* _Data for the task_:
::::::::::

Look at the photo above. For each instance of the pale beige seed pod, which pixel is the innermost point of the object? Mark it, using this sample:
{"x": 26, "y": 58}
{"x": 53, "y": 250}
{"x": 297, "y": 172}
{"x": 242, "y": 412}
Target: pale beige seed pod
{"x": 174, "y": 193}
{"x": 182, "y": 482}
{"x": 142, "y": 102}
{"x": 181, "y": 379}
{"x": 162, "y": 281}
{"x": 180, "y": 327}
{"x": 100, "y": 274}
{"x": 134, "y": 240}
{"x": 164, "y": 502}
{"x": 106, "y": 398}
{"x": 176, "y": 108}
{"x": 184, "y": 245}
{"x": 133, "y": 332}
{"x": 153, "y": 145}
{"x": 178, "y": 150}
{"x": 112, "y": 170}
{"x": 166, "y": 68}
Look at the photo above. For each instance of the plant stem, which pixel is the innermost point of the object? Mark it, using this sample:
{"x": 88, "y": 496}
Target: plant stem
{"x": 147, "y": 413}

::::::::::

* _Requirement_: Every record must be transcribed precisely, down to the last character.

* _Response to the exercise_:
Look at the photo above. For each instance of the pale beige seed pod, which pixel is the innermost point of the object? Mark it, using this sample:
{"x": 26, "y": 58}
{"x": 53, "y": 250}
{"x": 297, "y": 172}
{"x": 242, "y": 412}
Target: pale beige seed pod
{"x": 174, "y": 193}
{"x": 182, "y": 482}
{"x": 142, "y": 102}
{"x": 181, "y": 379}
{"x": 162, "y": 281}
{"x": 180, "y": 327}
{"x": 100, "y": 274}
{"x": 134, "y": 240}
{"x": 164, "y": 502}
{"x": 106, "y": 398}
{"x": 176, "y": 108}
{"x": 184, "y": 245}
{"x": 133, "y": 332}
{"x": 153, "y": 145}
{"x": 178, "y": 150}
{"x": 112, "y": 170}
{"x": 166, "y": 68}
Look at the photo above. For each instance of the plant stem, which pixel is the innermost point of the object? Mark it, using this sample:
{"x": 88, "y": 496}
Target: plant stem
{"x": 147, "y": 413}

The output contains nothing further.